- **Given entries**
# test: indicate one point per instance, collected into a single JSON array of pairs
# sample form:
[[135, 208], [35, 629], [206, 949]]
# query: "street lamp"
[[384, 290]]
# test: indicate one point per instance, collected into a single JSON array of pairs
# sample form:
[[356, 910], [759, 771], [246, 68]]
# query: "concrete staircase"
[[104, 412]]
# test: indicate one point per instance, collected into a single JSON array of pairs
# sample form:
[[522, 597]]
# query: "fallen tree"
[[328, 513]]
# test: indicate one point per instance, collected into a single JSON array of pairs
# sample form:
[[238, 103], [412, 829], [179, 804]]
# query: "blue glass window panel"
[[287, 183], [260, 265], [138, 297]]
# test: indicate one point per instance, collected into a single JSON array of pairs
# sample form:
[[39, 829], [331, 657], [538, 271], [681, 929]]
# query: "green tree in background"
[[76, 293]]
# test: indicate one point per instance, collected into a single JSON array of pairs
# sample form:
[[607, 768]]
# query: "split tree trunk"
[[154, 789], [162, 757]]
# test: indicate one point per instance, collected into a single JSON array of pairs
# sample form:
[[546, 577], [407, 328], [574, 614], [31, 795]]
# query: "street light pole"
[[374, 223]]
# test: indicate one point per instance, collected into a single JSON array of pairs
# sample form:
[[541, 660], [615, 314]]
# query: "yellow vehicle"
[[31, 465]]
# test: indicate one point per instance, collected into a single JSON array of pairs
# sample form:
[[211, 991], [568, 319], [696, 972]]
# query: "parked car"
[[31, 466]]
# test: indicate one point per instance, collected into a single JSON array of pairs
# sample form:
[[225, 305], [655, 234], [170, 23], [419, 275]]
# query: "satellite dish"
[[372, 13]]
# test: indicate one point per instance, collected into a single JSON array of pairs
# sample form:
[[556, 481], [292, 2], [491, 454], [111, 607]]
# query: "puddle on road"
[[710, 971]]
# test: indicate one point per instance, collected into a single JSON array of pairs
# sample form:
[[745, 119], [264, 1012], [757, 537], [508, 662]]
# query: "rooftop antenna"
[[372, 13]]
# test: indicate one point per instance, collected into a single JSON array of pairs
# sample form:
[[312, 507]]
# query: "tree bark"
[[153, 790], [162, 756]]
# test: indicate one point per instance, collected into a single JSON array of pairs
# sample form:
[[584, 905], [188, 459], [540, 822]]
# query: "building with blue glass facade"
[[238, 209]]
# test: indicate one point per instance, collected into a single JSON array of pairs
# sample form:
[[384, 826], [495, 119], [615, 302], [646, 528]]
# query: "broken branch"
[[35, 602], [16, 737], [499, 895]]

- **Exercise goal**
Repeat all of the records above exactly as written.

- **Expected answer**
# test: indicate one point per instance, collected into a single JSON array of pairs
# sample form:
[[135, 208], [35, 629], [206, 949]]
# query: "street lamp"
[[384, 290]]
# test: indicate one point per instance, collected into a single JSON array of pairs
# sample form:
[[356, 910], [759, 771], [246, 68]]
# query: "concrete staircase"
[[104, 412]]
# test: indicate one point per instance, collected into a single JSON array of pairs
# sample form:
[[522, 597]]
# query: "fallen tree"
[[328, 513]]
# test: indicate one point per instance, collected into a single JSON array of pairs
# sample form:
[[238, 103], [412, 829], [179, 804]]
# query: "blue glass window panel"
[[287, 183], [260, 265], [138, 297]]
# test: indicate one point per instance, collected into a single JSON array of pairs
# sample form:
[[39, 829], [331, 657], [538, 271], [681, 929]]
# query: "green tree in background"
[[76, 293]]
# test: indicate one point per instance, collected into a single JSON array of pairs
# sample form:
[[607, 768]]
# query: "split tree trunk"
[[154, 789], [162, 757]]
# test: indicate one point per instance, collected into a single JSON array of pairs
# sample form:
[[546, 577], [407, 328], [574, 614], [31, 795]]
# query: "street light pole"
[[374, 223]]
# test: indicate one point per instance, collected into a single JSON array of pairs
# sample form:
[[541, 660], [615, 314]]
# query: "yellow vehicle"
[[31, 465]]
# test: indicate one point per instance, collected into a single JSON array of pairs
# sample form:
[[211, 991], [568, 319], [696, 972]]
# query: "parked car"
[[31, 466]]
# test: indicate one point per instance, collected into a single JSON array of pairs
# sample form:
[[225, 305], [655, 234], [170, 23], [419, 275]]
# query: "satellite dish"
[[372, 13]]
# test: indicate one point per instance, collected into a single JSON array of pairs
# sample form:
[[556, 481], [292, 2], [491, 454], [111, 607]]
# query: "puddle on road"
[[710, 971]]
# test: indicate one point per instance, collected into a single JSON array of pairs
# sample form:
[[745, 119], [264, 1012], [757, 537], [508, 662]]
# query: "rooftop antenna"
[[372, 13]]
# test: indicate one point per instance, collected into a single JSON array of pairs
# sample form:
[[312, 507]]
# query: "tree bark"
[[153, 790], [162, 756]]
# test: indicate one point per instance, collected into a single JSON array of pairs
# sample form:
[[584, 905], [188, 459], [540, 822]]
# query: "building with blue glass facade"
[[238, 209]]
# test: indicate one point per instance, collected into a single JSON array of pairs
# sample form:
[[384, 826], [495, 119], [615, 302], [646, 528]]
# query: "broken branch"
[[35, 602], [16, 737], [499, 895]]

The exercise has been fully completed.